* **THE PROBLEM**:
Locate every line in the entries below that contains the string "prairie" and copy each such line out. Matching is case-sensitive.

--- BEGIN INPUT RECORDS ---

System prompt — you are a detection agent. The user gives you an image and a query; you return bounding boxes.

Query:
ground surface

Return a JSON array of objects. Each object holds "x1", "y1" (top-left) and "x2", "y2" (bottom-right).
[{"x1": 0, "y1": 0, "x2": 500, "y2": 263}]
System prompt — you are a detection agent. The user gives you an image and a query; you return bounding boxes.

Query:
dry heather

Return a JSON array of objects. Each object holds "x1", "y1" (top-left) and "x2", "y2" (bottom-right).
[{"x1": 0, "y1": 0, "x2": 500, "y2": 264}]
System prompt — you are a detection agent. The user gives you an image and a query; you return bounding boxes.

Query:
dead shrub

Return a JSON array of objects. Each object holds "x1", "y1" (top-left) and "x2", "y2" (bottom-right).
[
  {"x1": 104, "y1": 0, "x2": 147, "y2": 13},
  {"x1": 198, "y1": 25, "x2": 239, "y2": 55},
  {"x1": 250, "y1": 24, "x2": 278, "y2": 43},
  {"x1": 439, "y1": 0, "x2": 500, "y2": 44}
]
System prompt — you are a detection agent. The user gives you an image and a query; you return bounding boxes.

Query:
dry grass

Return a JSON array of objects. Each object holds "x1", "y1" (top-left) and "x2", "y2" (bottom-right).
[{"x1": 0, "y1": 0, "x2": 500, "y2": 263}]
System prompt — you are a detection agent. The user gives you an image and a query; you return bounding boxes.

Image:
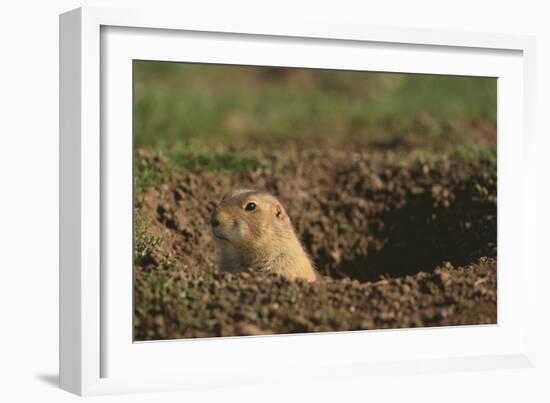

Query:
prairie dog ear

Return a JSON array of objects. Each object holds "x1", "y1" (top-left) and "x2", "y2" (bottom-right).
[{"x1": 222, "y1": 189, "x2": 254, "y2": 201}]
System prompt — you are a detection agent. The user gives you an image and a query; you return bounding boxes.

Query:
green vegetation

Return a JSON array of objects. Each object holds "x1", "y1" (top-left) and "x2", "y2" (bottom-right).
[
  {"x1": 134, "y1": 61, "x2": 496, "y2": 151},
  {"x1": 134, "y1": 209, "x2": 162, "y2": 263}
]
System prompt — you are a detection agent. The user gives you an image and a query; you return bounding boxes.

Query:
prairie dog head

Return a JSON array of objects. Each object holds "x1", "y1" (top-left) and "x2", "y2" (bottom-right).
[{"x1": 210, "y1": 189, "x2": 294, "y2": 252}]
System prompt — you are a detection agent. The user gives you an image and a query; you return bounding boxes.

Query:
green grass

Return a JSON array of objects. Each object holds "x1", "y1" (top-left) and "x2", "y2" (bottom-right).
[{"x1": 134, "y1": 61, "x2": 496, "y2": 151}]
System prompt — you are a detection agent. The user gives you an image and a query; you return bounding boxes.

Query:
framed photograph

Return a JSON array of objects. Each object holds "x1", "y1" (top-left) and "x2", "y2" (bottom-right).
[{"x1": 60, "y1": 8, "x2": 536, "y2": 395}]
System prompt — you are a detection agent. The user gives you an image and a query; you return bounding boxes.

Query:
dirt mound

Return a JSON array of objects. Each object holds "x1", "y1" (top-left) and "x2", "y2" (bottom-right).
[{"x1": 135, "y1": 150, "x2": 496, "y2": 340}]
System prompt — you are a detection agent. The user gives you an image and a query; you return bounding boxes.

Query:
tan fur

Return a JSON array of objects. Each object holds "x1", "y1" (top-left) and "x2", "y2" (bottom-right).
[{"x1": 210, "y1": 189, "x2": 317, "y2": 282}]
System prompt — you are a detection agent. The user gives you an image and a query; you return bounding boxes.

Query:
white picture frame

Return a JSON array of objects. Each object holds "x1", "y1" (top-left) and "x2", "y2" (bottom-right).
[{"x1": 60, "y1": 8, "x2": 536, "y2": 395}]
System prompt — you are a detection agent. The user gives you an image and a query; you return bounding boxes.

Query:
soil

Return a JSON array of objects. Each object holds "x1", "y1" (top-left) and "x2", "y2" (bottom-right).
[{"x1": 134, "y1": 148, "x2": 497, "y2": 340}]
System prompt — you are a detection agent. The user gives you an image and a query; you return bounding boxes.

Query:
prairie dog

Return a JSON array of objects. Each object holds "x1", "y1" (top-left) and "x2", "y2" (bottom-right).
[{"x1": 210, "y1": 189, "x2": 317, "y2": 282}]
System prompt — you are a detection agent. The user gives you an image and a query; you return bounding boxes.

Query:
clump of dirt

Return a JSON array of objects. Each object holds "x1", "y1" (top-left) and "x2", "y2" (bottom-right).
[{"x1": 135, "y1": 149, "x2": 496, "y2": 340}]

--- END INPUT RECORDS ---

* **EXERCISE SOLUTION**:
prairie dog ear
prairie dog head
prairie dog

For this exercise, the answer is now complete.